*Work task*
Quote the section of the article on the Magen Avraham starting with "The Torah, Jewish" and going on through "as the ‘Talmud’.", word for word.

*Passage provided*
=== Begin Enclosure ===

Magen Avraham - Gombin’s Most Famous Child

Written by Jeremy Freedman September 2011

 

 

       (A likeness of the Gaon, Rabbi Avraham Gombinner the author of Magen Avraham on Shulchan Aruch Orach Chayyim)

 

PART I

 

Years ago, when we first embarked on the cemetery project, I was describing the plan to a friend here in London.

 

“Gombin,” he mused. “Gombin? I know that name. Ahah! Of course! The Gombiner Rov, The Magen Avraham. I read him every day!”

 

So who was the Gombiner Rov? Why was he called the Magen Avraham? Why was my friend exposed to him on a daily basis?

 

The Torah, Jewish Law, is divided into the Written Law (the Five Books of Moses) and the Oral Law. For over a thousand years the Oral Law was transmitted by word of mouth. Towards the end of the second century c.e., out of concern that persecution and expulsions would lead to it being forgotten, it was committed to writing in the form of the ‘Mishnah’. Over the next few centuries the Mishnah was discussed at length in academies in Babylon and Palestine. Notes of those debates are contained in an extensive work known as the ‘Gemorrah’ (conclusion). Taken together, Mishnah and Gemorrah are known as the ‘Talmud’.

 

Today, nearly two thousand years since it was first written down, the Talmud remains the primary text for students of the Torah. Rabbis, Scholars and Yeshiva Students immerse themselves in it. Hundreds of thousands of Orthodox Jews all over the world ensure that, at the very least, they study a small part every day.

 

The monumental nature of the Talmud (it combines a host of disciplines including law, history, philosophy, medicine and astronomy) has a particular drawback. If you want to access quickly, and in a digestible form, the rules (the ‘Halacha’) on a particular topic, the answer rarely jumps off the page. Instead you get the debate, the range of opinions expressed and the reasoning behind them.

=== End Enclosure ===

*Dataset entries*
=== Begin Enclosure ===

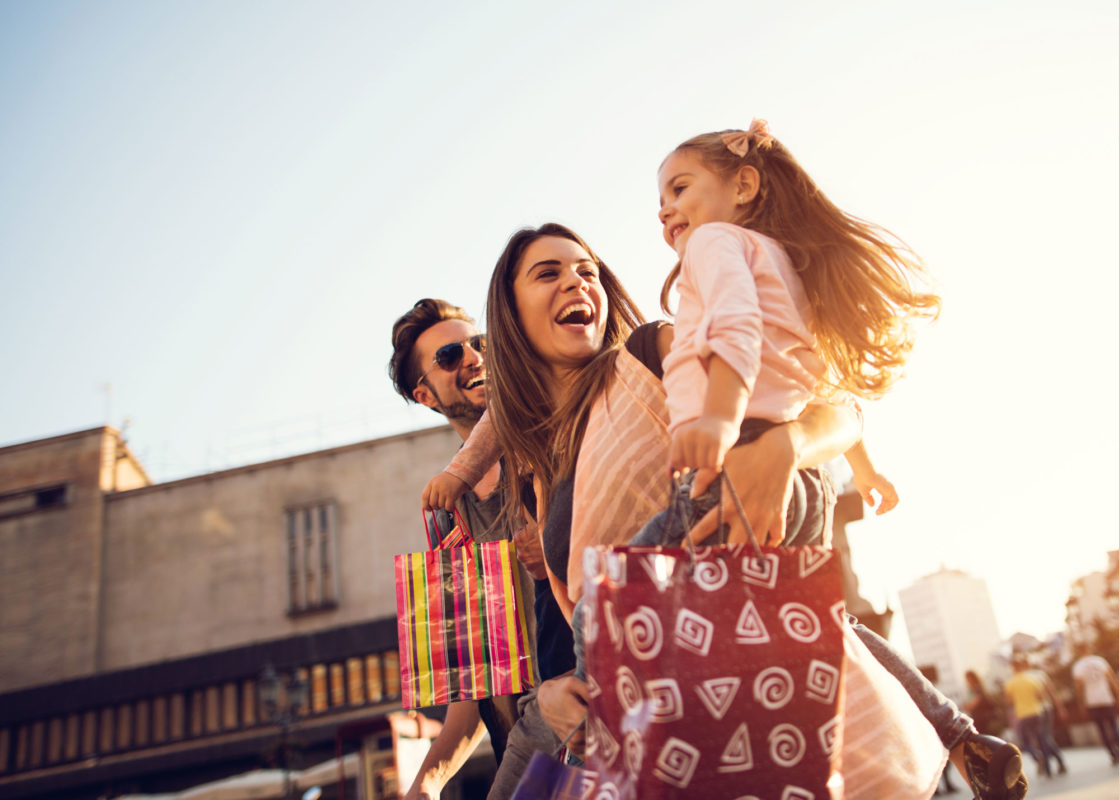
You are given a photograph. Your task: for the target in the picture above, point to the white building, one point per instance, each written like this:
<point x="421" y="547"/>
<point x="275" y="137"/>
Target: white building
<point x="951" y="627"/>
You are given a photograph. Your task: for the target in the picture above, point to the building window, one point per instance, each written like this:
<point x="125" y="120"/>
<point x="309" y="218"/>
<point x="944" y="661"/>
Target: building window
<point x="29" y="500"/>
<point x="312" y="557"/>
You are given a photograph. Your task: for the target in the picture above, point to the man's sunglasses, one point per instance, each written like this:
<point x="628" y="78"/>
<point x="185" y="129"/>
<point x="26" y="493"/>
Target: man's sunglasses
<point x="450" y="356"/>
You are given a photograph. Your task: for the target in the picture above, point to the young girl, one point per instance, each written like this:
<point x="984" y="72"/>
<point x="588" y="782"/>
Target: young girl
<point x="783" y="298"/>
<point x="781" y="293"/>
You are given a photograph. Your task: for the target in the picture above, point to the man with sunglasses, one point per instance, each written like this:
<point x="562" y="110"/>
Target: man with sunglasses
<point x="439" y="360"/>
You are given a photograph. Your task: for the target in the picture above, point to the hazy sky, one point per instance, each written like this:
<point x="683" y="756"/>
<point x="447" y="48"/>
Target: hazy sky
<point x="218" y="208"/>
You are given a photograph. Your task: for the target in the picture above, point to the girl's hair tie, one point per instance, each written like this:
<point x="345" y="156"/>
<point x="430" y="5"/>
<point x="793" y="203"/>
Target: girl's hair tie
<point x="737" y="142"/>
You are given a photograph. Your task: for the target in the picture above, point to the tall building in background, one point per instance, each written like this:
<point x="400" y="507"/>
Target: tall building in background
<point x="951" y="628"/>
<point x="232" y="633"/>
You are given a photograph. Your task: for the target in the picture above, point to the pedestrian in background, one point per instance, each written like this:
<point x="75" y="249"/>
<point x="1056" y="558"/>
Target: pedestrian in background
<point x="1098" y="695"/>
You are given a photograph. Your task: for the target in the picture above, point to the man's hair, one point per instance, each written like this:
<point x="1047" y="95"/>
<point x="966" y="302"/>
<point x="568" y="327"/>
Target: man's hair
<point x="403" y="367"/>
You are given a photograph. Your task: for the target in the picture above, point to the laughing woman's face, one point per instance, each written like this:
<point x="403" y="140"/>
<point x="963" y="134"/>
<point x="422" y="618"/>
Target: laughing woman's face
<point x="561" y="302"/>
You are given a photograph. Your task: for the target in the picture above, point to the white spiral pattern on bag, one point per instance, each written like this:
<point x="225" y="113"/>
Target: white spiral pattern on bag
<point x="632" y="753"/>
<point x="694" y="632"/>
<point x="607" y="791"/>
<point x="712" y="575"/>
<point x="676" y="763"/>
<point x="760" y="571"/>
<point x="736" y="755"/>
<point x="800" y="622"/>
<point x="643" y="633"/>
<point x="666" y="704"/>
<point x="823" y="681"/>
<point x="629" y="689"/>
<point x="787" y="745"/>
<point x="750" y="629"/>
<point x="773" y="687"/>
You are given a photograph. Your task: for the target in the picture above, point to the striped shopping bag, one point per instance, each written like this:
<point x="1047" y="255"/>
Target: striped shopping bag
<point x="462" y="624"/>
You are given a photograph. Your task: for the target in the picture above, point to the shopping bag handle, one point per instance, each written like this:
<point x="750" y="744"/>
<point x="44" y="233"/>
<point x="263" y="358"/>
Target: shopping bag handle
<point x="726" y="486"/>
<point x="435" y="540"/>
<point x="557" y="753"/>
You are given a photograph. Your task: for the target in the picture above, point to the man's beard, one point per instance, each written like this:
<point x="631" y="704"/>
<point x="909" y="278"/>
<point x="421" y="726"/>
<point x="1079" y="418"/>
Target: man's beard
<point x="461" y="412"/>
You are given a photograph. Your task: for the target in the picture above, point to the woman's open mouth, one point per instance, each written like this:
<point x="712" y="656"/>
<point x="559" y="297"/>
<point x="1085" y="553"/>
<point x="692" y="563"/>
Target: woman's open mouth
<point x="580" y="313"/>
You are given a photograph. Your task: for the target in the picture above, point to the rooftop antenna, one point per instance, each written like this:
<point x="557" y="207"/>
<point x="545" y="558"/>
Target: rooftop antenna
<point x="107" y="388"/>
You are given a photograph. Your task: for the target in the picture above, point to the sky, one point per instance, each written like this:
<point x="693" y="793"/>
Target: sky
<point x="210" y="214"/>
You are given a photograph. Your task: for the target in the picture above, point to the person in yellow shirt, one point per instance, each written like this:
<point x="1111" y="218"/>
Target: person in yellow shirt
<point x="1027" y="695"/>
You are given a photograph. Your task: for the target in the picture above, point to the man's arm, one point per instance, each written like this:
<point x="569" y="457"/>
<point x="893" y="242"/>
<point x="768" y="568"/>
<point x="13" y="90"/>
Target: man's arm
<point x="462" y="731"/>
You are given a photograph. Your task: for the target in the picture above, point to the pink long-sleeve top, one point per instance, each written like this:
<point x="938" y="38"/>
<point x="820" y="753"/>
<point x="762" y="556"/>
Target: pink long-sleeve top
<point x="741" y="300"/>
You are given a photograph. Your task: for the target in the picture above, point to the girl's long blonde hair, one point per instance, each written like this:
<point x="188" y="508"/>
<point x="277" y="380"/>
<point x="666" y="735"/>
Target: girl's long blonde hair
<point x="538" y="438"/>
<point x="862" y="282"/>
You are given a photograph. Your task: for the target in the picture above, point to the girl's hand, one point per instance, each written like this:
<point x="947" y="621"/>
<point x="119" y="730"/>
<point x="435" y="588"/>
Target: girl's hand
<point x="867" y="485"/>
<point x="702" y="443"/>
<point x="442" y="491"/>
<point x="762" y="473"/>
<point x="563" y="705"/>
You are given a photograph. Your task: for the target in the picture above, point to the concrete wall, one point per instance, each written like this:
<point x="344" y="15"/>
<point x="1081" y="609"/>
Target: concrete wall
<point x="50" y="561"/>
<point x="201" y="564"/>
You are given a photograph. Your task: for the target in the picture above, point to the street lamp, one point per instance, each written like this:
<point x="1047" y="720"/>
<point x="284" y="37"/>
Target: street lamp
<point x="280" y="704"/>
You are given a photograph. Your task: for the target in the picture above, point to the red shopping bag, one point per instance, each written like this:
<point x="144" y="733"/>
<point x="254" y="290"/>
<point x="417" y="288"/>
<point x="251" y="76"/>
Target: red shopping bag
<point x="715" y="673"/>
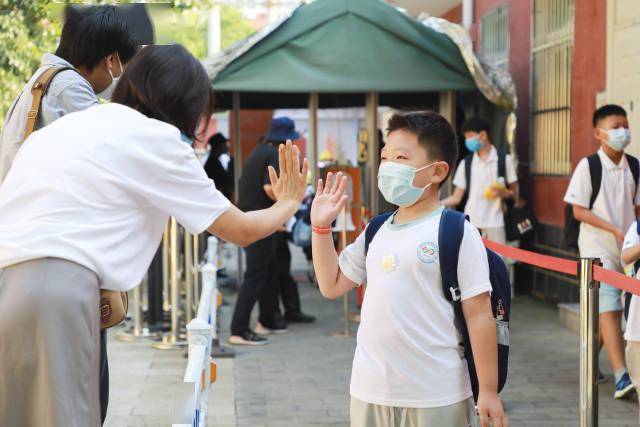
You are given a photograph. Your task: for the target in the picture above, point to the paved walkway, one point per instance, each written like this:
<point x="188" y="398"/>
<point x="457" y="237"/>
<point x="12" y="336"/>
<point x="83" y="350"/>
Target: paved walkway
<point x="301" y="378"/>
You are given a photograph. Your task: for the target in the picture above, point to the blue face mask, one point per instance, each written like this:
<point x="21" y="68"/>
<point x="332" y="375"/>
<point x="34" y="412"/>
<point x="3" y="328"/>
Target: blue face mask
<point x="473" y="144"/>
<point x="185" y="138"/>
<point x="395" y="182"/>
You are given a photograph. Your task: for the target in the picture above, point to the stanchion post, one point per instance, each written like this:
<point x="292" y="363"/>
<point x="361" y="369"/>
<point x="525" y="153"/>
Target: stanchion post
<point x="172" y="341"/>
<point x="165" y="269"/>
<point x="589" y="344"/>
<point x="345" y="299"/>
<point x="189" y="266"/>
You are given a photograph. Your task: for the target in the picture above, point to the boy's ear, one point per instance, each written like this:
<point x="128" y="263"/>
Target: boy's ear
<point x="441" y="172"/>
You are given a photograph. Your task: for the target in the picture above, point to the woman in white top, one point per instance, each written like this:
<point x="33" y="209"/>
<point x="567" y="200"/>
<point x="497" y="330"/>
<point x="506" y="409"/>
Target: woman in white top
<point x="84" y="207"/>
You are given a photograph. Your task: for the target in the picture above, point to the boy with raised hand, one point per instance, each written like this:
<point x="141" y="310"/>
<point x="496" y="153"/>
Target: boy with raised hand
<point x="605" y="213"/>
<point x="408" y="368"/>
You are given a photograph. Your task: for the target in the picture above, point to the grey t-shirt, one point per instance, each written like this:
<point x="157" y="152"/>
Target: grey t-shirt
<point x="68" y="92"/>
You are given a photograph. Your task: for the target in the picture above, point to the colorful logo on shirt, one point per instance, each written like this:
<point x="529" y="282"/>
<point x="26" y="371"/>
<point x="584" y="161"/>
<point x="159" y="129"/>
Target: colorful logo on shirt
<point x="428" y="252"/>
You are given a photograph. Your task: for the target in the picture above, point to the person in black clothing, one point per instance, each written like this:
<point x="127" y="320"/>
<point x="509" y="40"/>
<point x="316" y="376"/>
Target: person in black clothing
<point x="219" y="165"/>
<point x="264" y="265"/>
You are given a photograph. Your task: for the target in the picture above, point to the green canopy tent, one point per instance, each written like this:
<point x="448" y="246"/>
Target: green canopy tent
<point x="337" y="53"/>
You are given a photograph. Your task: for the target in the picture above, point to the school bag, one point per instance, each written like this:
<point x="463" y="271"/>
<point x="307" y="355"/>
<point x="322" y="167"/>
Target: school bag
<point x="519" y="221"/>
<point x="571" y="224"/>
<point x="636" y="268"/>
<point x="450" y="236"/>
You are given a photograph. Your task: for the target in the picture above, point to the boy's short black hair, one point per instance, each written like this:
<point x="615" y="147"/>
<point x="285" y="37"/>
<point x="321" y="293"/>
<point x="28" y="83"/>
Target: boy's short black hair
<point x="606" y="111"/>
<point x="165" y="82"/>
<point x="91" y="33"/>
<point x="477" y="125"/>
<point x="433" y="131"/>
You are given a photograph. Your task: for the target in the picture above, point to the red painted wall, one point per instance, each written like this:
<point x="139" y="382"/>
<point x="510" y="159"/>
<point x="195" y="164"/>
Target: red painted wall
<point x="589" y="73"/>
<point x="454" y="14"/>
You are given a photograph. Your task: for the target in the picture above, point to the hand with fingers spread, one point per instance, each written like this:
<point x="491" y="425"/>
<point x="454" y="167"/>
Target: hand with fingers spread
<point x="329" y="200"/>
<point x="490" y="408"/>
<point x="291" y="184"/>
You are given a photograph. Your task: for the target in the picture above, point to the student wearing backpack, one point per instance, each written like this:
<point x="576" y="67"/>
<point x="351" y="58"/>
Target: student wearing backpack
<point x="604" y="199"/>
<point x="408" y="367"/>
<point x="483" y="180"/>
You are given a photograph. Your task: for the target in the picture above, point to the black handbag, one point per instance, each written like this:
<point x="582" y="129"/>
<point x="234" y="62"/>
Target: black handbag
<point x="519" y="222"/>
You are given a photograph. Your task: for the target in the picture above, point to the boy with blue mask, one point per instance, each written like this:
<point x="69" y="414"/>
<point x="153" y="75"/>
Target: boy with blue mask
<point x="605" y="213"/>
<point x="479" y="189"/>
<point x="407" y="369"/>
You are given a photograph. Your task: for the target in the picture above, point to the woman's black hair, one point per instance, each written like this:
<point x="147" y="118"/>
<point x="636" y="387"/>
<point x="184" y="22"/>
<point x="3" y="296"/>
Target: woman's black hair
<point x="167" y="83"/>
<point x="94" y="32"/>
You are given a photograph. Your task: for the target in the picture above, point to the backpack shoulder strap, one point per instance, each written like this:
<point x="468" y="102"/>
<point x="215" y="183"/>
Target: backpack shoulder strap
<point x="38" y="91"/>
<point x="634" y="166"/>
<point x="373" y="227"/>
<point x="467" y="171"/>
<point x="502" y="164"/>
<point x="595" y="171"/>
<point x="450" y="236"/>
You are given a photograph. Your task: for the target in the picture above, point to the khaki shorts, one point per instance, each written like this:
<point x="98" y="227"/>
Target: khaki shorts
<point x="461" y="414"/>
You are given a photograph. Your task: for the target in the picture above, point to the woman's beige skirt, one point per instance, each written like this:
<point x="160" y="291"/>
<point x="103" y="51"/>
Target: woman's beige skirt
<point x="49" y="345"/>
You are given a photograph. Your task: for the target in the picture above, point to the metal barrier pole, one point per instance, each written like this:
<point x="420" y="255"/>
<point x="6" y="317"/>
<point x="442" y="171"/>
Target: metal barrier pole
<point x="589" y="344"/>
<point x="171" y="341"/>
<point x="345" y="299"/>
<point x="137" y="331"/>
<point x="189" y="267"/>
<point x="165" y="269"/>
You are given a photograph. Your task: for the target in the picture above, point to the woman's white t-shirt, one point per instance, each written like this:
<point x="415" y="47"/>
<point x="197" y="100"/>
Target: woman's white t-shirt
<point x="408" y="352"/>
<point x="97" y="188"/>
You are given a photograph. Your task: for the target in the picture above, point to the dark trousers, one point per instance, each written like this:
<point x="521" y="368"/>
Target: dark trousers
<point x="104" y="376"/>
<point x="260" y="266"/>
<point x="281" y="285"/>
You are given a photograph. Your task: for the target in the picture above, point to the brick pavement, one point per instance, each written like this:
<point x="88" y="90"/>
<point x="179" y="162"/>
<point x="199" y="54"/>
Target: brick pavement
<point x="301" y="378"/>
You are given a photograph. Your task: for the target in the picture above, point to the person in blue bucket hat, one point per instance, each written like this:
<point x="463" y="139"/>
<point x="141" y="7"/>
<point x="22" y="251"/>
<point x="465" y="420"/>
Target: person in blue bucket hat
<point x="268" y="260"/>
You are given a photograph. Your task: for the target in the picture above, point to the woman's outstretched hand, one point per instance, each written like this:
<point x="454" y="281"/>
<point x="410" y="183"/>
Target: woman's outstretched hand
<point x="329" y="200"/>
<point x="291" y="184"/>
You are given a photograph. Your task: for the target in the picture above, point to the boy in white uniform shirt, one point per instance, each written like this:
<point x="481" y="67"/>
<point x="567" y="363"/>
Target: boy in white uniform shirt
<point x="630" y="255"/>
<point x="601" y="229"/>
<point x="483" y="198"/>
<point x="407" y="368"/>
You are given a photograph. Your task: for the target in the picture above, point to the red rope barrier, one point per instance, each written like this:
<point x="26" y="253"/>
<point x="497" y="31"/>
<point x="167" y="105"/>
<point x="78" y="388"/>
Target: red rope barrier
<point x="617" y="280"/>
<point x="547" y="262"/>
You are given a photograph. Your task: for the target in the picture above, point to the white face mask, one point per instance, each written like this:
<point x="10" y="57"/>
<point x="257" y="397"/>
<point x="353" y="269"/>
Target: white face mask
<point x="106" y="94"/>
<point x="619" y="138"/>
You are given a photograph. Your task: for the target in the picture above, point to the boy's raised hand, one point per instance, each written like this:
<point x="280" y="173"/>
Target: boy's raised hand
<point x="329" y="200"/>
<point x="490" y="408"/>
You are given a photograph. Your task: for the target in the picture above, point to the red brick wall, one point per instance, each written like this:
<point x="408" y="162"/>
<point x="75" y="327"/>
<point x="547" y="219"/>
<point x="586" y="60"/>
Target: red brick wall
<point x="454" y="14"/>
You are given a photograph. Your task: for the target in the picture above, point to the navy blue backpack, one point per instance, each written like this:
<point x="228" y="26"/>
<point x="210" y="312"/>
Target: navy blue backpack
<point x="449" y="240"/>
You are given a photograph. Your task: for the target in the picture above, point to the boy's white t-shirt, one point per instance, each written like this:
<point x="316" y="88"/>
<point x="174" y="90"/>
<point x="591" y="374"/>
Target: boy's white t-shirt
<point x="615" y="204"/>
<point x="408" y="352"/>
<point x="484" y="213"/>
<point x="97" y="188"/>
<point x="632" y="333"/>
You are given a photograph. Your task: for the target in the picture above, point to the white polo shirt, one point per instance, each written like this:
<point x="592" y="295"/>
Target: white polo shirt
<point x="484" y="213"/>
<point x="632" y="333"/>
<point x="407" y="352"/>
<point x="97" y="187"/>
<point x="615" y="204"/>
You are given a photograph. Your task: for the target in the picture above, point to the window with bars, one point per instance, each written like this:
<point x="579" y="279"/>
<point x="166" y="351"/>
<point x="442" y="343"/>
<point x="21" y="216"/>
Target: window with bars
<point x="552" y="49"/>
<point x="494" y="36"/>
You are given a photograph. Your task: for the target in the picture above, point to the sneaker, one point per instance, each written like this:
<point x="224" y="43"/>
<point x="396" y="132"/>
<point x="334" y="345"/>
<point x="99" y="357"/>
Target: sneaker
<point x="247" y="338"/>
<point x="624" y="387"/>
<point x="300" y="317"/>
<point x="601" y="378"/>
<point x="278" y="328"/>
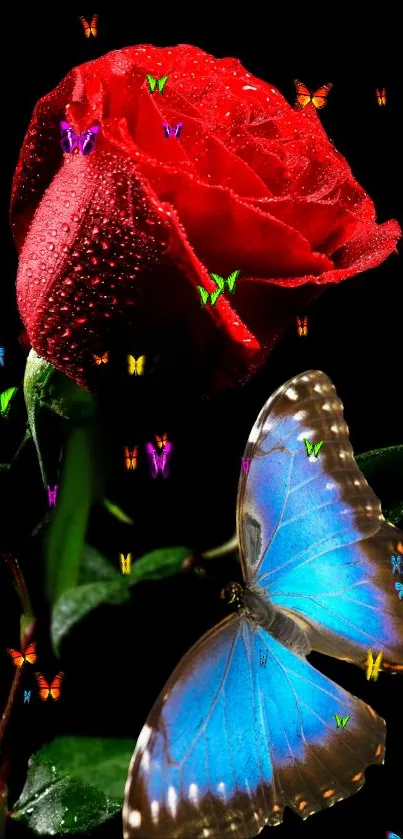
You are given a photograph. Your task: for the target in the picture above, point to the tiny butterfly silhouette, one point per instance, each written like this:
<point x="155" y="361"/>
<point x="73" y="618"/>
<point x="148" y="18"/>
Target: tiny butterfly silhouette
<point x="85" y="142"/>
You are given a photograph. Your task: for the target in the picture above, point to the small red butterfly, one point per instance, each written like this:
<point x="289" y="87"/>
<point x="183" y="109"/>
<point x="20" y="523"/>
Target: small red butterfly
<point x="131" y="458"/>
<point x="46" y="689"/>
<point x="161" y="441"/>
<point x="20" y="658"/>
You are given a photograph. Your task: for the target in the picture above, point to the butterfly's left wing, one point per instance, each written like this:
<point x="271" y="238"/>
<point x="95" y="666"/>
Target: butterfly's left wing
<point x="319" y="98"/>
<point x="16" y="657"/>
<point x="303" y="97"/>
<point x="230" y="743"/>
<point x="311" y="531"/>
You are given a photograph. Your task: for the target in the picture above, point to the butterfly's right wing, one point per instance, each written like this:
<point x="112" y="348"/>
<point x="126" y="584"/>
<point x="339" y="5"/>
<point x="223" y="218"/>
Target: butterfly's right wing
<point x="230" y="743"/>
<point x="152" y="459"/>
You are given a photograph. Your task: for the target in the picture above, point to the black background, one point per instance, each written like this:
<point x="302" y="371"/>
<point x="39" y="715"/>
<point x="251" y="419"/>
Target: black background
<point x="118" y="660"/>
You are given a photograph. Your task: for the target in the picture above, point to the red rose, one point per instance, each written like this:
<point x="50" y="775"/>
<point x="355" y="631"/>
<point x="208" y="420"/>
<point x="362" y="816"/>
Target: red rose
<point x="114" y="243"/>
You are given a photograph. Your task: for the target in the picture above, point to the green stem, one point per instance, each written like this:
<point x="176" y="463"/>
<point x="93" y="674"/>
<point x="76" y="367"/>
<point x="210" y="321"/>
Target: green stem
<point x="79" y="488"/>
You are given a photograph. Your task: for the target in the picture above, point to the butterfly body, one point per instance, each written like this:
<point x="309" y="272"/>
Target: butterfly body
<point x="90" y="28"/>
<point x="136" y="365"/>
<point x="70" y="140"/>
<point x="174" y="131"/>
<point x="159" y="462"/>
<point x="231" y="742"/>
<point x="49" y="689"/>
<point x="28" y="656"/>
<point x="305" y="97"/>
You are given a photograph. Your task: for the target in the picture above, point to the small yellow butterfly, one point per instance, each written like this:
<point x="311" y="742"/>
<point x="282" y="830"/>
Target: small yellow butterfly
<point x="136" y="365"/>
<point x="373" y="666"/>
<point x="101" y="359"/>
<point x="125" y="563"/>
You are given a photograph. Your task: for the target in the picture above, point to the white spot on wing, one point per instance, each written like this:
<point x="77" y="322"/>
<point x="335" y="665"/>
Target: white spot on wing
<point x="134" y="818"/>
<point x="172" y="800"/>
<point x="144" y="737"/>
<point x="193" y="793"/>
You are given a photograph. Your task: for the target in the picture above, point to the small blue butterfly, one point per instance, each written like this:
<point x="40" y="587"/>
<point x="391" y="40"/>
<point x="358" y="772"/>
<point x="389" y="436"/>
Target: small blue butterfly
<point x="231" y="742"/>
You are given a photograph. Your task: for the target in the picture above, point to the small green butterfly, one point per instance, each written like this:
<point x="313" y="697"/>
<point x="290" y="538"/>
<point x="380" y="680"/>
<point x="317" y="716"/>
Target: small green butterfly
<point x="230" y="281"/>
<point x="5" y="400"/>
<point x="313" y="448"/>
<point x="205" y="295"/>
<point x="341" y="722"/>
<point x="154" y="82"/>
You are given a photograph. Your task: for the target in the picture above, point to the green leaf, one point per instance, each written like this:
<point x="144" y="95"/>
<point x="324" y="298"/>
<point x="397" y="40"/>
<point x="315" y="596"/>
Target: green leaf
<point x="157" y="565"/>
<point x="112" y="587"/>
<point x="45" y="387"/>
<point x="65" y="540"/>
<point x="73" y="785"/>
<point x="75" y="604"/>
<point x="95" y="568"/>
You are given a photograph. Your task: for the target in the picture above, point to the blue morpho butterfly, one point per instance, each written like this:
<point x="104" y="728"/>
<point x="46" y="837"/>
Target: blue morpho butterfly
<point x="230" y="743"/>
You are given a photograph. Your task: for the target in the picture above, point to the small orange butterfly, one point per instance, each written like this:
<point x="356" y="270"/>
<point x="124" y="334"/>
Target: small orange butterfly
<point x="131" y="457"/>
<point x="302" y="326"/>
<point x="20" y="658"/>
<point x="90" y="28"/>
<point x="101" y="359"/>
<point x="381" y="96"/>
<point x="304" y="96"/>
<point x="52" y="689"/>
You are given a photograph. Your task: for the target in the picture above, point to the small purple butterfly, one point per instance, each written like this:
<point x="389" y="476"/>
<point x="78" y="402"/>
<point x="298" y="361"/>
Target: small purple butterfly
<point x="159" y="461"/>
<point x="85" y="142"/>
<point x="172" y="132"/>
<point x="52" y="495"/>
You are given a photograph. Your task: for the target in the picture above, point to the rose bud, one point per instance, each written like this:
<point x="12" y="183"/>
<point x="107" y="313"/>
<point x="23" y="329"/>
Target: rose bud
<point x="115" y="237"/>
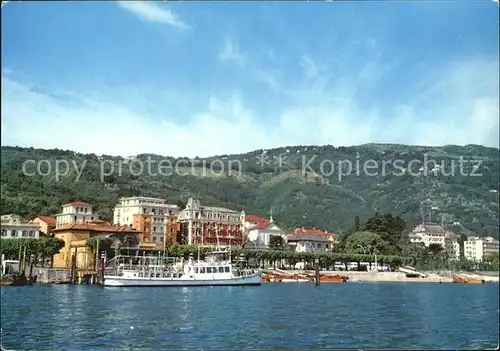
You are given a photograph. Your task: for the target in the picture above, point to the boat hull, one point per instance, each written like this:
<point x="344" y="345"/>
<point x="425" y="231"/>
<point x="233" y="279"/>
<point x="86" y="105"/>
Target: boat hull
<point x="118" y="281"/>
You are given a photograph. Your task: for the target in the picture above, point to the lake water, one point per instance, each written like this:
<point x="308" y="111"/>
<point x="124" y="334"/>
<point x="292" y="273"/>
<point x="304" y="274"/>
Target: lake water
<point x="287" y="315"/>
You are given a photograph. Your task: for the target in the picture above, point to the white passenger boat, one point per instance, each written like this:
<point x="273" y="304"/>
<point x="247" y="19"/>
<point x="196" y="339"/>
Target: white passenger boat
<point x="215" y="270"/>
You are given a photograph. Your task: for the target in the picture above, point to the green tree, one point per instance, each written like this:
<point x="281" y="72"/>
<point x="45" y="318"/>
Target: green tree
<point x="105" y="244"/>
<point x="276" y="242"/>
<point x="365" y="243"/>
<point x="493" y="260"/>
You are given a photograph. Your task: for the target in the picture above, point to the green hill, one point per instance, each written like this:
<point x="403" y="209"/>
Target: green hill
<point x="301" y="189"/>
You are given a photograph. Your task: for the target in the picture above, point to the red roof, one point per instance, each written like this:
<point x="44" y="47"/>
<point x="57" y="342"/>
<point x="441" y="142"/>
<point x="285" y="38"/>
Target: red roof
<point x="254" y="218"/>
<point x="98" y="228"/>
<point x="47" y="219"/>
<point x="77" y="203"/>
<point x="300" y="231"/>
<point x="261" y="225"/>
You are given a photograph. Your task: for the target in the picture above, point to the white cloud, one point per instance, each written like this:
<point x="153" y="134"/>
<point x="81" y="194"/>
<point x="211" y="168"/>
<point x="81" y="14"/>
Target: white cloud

=== End Enclosure ===

*Response*
The Torah, Jewish Law, is divided into the Written Law (the Five Books of Moses) and the Oral Law. For over a thousand years the Oral Law was transmitted by word of mouth. Towards the end of the second century c.e., out of concern that persecution and expulsions would lead to it being forgotten, it was committed to writing in the form of the ‘Mishnah’. Over the next few centuries the Mishnah was discussed at length in academies in Babylon and Palestine. Notes of those debates are contained in an extensive work known as the ‘Gemorrah’ (conclusion). Taken together, Mishnah and Gemorrah are known as the ‘Talmud’.